Study material ::
*** Begin section ***

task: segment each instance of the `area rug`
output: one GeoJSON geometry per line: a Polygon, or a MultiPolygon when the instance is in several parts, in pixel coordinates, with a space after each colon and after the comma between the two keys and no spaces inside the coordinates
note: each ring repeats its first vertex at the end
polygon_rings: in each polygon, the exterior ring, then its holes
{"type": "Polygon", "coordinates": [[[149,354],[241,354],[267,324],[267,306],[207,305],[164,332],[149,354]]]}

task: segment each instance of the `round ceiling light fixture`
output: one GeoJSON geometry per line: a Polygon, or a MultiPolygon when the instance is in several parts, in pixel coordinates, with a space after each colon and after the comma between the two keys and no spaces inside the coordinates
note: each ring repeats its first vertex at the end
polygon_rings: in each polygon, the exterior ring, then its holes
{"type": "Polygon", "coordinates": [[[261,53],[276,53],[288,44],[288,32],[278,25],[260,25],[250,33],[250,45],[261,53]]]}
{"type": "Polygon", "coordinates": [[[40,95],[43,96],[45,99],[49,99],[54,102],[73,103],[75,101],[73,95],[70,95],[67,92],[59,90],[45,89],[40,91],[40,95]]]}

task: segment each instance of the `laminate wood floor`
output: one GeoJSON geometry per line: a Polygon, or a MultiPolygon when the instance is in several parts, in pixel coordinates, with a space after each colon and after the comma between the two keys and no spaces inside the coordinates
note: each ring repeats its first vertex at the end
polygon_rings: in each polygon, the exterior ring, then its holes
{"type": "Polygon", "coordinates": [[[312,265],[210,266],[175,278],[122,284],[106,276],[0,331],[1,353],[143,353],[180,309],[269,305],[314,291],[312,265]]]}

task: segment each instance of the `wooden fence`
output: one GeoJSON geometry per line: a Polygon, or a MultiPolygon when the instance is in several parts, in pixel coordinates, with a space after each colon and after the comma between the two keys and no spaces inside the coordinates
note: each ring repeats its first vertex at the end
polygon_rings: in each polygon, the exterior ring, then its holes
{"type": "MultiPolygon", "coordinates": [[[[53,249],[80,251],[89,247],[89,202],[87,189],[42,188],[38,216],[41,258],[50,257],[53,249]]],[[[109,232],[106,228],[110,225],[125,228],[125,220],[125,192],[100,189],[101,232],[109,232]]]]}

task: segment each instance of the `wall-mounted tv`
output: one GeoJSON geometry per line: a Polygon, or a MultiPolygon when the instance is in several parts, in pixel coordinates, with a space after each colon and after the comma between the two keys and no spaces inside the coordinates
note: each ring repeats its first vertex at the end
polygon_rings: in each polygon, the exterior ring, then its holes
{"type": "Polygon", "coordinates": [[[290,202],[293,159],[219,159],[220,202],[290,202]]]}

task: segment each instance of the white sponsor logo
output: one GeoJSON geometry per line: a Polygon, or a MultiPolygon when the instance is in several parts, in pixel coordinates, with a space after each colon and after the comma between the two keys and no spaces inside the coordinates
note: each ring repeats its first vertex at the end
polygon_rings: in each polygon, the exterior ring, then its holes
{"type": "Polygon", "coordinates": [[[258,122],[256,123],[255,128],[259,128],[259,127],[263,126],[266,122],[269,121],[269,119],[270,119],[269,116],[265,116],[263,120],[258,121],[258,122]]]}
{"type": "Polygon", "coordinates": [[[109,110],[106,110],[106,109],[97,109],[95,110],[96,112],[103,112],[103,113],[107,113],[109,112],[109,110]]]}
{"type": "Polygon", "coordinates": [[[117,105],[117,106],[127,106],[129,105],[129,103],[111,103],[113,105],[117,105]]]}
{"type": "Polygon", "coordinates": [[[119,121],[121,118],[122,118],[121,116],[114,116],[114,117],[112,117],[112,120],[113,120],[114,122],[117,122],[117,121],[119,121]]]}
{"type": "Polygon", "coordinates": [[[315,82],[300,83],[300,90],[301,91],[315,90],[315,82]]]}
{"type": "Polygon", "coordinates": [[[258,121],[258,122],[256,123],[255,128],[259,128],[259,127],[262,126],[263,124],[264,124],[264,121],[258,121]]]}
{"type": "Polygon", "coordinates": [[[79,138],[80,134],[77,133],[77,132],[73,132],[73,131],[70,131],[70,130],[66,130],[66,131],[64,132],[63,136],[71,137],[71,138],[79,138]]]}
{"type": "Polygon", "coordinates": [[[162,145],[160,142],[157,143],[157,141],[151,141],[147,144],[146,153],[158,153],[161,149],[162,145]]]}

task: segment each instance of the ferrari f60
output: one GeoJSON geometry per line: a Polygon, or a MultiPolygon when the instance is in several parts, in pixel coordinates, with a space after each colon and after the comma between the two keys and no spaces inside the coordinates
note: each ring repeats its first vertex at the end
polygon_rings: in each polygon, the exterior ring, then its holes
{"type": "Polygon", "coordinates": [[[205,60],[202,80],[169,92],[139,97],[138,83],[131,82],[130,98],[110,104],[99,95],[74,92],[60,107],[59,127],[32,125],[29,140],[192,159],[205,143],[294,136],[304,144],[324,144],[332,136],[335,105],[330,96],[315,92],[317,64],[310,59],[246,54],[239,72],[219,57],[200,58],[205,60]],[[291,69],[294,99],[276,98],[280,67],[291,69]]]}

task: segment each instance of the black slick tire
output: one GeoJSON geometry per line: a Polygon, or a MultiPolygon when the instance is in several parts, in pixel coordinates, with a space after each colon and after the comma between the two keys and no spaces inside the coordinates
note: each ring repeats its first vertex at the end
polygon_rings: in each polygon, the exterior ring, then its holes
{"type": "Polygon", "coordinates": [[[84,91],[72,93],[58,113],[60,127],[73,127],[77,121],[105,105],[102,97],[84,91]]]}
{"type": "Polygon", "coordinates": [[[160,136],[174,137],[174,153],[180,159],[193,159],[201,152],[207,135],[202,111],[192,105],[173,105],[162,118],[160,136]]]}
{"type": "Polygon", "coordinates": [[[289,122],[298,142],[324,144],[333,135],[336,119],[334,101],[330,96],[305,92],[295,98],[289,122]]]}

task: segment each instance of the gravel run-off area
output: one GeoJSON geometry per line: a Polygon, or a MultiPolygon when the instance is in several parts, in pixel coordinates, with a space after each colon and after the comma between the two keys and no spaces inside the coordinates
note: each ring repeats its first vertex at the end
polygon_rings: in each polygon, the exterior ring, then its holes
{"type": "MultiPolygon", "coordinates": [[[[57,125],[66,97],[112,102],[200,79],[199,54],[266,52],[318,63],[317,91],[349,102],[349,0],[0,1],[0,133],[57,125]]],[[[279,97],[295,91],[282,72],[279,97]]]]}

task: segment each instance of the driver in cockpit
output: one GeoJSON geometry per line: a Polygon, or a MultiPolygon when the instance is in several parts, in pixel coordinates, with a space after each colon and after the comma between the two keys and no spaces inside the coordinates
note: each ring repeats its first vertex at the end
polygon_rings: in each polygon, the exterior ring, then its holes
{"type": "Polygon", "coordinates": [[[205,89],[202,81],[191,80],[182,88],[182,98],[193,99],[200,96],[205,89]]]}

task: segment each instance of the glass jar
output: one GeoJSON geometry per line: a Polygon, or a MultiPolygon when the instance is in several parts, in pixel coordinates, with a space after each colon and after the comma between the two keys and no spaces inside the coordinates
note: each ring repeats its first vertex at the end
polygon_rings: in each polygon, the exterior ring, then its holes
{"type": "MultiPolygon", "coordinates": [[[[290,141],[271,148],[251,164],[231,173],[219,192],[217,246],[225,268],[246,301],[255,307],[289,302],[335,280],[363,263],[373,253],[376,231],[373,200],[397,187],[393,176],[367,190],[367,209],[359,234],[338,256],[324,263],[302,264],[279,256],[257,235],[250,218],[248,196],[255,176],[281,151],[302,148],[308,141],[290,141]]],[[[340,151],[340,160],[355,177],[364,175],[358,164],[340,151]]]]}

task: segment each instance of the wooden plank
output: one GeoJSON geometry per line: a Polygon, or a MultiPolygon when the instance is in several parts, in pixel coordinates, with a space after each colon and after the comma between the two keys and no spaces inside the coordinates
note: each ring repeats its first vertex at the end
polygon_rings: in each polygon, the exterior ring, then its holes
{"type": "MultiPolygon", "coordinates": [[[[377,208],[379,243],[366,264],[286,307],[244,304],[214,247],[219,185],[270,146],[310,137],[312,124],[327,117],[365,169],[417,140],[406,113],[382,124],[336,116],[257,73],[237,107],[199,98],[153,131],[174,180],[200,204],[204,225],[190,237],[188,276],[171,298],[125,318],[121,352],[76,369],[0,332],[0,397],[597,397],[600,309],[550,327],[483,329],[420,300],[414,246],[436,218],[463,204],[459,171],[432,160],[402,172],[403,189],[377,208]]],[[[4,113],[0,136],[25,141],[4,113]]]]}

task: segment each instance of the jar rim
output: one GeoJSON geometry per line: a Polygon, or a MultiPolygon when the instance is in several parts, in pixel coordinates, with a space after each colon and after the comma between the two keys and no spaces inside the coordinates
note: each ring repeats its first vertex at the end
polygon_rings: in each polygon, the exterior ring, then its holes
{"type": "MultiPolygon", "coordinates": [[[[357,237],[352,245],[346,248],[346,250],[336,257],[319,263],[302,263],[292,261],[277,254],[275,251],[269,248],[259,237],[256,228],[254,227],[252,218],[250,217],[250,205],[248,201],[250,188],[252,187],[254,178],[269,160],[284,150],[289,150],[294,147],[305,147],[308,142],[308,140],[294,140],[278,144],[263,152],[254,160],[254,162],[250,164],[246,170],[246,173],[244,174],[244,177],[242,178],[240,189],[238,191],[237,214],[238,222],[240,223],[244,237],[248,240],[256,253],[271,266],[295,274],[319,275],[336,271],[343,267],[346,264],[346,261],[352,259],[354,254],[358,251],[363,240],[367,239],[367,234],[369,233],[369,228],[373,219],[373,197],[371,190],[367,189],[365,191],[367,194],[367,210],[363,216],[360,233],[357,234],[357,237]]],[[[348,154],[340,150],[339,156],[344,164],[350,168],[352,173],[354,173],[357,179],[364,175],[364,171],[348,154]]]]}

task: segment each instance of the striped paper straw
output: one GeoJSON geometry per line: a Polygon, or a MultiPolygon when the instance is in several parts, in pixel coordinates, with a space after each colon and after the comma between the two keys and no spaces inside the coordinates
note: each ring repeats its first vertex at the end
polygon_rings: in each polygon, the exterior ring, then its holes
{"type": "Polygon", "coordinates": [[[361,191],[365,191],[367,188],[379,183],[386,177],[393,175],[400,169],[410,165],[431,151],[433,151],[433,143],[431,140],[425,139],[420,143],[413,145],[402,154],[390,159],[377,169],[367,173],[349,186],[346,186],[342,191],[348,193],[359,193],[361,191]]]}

*** End section ***

The task :: Lines of the material in which the word "wooden" occurs are to be copied out.

Completed exercise ::
task: segment each instance of the `wooden fence`
task: segment each instance of the wooden plank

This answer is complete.